* [Work required]
List each distinct username that posts in the thread below about guessing a puppy's coat length, counting each name once.

# Guess that hair length!



## mjbgsd (Jun 29, 2004)

I thought this would interesting to guess what hair length this puppy might have as an adult, it's about 8 weeks here.


----------



## mjbgsd (Jun 29, 2004)

Nobody's posting comments  lol


----------



## Syaoransbear (Sep 25, 2008)

oh my gosh it's soooooo fuzzyyyy.

I voted plush, but I really have no idea heh.


----------



## Inziladun (Jan 14, 2010)

It's really hard to tell if his hair is as long as Xander's. It's certainly a bit straighter. At first glance I'd say in between Long and Short, but for an 8 week puppy he looks pretty big(those legs!!), so I'm assuming the hair is pretty long so I'd say long. I say you post more pics though, it's kind of hard to see length in those.

This is just based on what I learned from the comments in my thread a couple threads down, so I'm no expert.


----------



## fasteddielv (Feb 16, 2007)

*Looks like my GSD*


----------



## fasteddielv (Feb 16, 2007)

*Who now looks like........*


----------



## fasteddielv (Feb 16, 2007)

*Even more recent...*


----------



## KayElle (Mar 1, 2010)

Well, its coat is a little shorter than my long stock coat male at the same age, so I think he's a short coat, medium length. I can't really see the ears ... if they have tufts then it's a long stock. Pretty coloring. He/she should lighten up quite a bit. You can tell from the tan/red behind the ears.


----------



## Lucy Dog (Aug 10, 2008)

Can you change the poll to three option - stock/short, plush, and long.

There's a big difference between plush and long. You def dont have a long coat there, but you do have a possible plush. 

I chose stock because i didn't want to choose the long coat option, but really i think you have a plush. Makes sense? lol


----------



## robinhuerta (Apr 21, 2007)

Ok...let me just state one small thing.......there are only 3 correct terms of "coat" on a GSD.
1) Stock Coat.......meaning "normal" coat with proper under-coat.

* [Information shown]
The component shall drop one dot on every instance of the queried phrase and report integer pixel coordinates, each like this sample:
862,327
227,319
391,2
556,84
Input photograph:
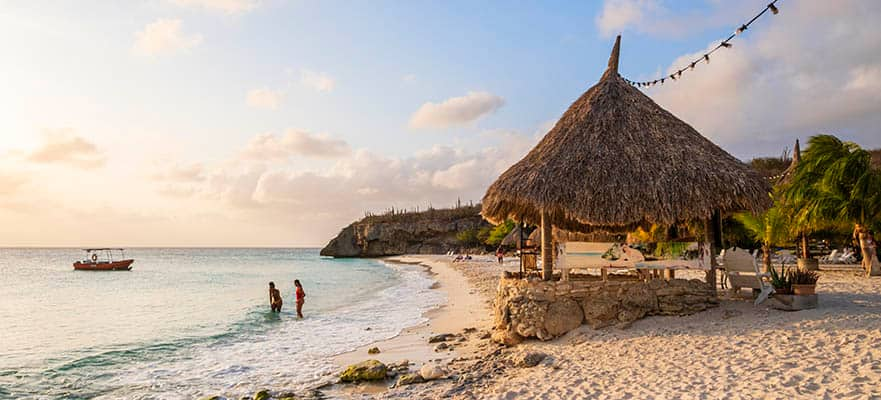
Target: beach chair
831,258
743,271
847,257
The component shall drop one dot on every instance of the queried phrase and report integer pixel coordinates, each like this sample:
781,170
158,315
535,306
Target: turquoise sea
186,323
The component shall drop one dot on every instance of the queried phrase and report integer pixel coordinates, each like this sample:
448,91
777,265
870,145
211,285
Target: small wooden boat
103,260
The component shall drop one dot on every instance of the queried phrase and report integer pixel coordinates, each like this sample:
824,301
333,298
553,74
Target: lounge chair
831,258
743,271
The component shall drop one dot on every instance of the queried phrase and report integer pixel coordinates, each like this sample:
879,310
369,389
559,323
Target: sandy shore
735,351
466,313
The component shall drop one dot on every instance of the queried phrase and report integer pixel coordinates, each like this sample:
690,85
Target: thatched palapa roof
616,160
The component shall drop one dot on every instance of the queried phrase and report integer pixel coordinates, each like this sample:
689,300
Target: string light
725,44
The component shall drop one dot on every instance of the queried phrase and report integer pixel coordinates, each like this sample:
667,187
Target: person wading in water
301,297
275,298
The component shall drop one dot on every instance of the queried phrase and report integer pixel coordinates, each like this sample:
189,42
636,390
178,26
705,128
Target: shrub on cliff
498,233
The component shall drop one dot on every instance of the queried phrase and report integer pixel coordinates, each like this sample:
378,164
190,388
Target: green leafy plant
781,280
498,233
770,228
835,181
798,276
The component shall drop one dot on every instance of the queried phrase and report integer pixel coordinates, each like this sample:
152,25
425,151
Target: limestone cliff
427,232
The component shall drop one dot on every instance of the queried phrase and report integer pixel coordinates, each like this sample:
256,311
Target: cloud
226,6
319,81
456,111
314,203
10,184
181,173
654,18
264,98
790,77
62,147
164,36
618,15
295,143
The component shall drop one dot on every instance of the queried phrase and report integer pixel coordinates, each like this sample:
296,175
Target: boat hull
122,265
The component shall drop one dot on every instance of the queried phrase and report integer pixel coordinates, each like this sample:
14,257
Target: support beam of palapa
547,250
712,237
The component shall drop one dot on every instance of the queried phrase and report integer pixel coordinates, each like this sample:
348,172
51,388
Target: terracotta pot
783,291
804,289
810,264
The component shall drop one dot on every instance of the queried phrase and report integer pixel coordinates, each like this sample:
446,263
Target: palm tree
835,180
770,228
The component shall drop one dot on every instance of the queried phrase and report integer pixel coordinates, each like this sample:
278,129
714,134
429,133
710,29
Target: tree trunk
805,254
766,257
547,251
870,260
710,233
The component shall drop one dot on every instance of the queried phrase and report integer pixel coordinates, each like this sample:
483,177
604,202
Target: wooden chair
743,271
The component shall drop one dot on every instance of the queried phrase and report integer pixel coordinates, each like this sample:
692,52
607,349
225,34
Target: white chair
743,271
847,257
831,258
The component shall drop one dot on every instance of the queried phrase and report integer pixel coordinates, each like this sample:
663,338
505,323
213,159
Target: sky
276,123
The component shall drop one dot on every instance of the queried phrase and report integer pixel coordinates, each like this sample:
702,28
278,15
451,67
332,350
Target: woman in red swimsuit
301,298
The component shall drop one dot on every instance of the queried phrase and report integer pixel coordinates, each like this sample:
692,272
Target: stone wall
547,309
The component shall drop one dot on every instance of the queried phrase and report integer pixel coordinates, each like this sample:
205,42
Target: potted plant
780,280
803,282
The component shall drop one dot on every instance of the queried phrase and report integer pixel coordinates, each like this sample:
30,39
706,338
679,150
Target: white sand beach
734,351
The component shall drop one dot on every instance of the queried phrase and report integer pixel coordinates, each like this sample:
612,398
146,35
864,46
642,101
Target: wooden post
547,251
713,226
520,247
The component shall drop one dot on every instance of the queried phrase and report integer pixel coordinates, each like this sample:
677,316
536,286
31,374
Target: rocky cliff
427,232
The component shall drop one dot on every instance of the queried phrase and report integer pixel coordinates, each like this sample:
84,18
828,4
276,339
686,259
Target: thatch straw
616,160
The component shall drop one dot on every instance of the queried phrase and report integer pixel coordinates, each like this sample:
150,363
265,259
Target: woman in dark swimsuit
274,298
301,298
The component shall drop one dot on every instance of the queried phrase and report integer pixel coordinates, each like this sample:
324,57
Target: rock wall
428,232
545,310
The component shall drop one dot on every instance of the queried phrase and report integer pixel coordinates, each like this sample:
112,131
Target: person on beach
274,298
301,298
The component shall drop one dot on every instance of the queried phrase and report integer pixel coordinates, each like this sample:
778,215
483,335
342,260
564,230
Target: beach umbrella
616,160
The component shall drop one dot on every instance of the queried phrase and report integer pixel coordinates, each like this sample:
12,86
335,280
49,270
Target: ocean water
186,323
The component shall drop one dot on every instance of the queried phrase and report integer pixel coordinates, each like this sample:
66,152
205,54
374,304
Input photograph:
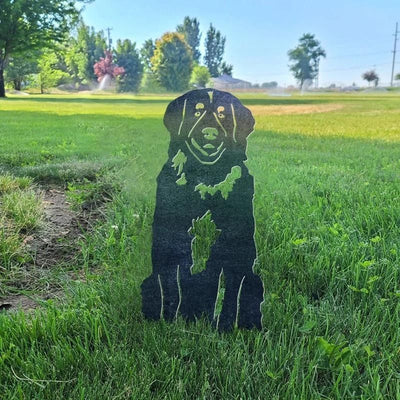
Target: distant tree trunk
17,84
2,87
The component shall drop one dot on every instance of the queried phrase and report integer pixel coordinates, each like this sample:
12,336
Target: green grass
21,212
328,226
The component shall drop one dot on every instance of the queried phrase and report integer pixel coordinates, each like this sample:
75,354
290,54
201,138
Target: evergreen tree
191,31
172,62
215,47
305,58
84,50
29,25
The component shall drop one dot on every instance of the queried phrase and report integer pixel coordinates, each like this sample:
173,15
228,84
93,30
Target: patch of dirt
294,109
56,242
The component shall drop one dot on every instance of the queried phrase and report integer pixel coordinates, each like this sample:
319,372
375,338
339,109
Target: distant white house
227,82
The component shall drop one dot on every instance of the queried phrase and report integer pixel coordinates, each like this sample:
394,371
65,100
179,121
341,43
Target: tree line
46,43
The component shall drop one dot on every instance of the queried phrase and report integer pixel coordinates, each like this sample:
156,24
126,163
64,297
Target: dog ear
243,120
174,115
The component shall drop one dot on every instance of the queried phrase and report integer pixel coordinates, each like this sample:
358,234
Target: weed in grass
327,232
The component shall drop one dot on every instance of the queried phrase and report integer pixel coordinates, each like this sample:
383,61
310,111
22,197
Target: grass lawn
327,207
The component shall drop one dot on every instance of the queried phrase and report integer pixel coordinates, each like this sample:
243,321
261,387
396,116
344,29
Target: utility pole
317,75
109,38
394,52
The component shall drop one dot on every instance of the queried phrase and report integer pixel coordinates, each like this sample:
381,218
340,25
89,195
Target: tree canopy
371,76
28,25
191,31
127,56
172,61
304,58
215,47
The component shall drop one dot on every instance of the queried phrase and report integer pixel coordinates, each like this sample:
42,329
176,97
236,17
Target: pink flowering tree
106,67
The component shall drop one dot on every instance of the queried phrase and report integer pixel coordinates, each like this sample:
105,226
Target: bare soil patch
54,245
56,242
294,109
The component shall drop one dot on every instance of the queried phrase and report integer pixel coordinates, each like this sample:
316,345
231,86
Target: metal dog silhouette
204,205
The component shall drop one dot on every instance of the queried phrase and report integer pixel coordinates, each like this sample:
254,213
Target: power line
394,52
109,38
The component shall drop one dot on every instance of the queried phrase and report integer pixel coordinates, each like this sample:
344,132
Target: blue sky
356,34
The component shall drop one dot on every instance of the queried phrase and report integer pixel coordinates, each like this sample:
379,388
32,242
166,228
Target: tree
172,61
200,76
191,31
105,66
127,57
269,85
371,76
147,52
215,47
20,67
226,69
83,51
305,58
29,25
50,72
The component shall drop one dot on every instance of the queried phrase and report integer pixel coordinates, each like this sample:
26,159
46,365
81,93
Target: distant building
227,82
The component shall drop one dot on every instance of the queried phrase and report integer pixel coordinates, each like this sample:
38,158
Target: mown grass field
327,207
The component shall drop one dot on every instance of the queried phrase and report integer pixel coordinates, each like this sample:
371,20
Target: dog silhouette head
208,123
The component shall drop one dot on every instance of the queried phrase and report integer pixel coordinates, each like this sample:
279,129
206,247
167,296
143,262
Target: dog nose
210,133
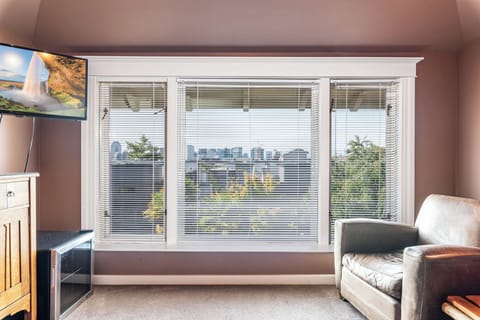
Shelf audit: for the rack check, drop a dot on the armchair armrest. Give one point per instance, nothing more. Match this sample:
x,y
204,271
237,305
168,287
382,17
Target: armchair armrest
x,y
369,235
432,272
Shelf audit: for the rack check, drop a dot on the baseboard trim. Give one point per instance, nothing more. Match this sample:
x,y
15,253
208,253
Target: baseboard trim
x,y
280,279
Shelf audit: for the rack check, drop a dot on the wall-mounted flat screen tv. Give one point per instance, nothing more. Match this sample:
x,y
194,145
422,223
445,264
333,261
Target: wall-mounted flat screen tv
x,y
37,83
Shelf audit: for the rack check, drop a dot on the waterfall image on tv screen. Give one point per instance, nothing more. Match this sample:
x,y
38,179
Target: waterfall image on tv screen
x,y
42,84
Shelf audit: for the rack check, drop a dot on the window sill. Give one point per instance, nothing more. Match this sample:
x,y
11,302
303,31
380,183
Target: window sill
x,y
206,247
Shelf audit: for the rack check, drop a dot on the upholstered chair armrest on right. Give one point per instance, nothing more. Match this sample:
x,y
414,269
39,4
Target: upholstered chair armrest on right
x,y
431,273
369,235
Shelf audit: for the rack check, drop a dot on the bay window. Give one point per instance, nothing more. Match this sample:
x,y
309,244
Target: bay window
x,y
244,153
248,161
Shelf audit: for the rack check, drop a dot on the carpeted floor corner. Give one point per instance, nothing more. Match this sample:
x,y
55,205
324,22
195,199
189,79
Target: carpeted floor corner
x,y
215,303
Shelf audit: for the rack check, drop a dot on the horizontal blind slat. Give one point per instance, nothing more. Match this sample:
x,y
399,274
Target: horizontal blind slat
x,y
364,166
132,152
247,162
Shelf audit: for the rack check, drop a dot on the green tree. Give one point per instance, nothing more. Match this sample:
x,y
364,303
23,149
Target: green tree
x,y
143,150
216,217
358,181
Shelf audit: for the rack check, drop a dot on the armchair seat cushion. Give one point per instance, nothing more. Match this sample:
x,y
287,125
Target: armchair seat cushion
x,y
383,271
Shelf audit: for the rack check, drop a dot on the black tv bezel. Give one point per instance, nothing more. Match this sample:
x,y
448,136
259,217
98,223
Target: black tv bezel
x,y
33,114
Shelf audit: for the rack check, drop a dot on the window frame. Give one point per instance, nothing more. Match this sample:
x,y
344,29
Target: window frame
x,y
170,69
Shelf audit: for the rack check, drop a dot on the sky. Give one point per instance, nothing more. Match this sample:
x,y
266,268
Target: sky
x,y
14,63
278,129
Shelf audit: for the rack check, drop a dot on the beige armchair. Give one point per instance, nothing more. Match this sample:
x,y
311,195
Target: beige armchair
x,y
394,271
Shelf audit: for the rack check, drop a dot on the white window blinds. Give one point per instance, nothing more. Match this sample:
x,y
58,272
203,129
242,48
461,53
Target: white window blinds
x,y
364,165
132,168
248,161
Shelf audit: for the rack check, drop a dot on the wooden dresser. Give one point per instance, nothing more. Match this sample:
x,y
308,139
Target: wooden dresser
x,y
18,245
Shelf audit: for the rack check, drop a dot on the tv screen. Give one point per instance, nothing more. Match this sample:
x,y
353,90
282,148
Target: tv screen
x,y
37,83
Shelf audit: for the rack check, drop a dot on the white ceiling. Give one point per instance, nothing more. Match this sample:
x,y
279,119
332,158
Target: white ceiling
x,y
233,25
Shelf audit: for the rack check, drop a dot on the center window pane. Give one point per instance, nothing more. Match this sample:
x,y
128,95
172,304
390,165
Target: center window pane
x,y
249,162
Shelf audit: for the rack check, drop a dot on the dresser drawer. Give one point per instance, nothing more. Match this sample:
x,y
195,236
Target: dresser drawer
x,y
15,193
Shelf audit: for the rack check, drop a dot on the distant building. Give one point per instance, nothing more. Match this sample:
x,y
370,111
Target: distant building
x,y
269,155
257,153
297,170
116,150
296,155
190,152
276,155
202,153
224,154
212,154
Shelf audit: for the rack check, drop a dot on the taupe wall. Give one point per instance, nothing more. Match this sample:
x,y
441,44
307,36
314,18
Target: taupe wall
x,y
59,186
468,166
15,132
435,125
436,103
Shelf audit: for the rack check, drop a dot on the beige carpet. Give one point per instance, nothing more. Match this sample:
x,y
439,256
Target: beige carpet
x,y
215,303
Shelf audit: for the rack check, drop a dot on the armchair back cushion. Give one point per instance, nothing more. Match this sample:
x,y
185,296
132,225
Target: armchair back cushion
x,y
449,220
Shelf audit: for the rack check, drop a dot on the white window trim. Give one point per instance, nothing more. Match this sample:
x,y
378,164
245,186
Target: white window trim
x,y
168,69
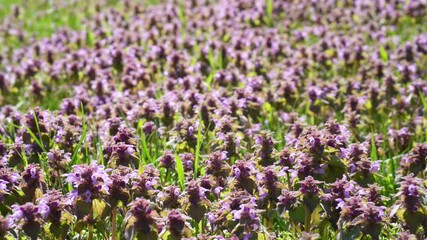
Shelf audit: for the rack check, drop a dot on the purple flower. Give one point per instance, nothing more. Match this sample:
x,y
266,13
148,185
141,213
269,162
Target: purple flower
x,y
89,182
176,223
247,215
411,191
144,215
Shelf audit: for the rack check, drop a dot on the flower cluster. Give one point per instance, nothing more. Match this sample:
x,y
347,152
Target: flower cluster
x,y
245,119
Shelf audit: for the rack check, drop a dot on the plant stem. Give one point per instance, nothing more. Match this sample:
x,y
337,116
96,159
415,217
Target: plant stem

* [The answer]
mjbgsd
Syaoransbear
Inziladun
fasteddielv
KayElle
Lucy Dog
robinhuerta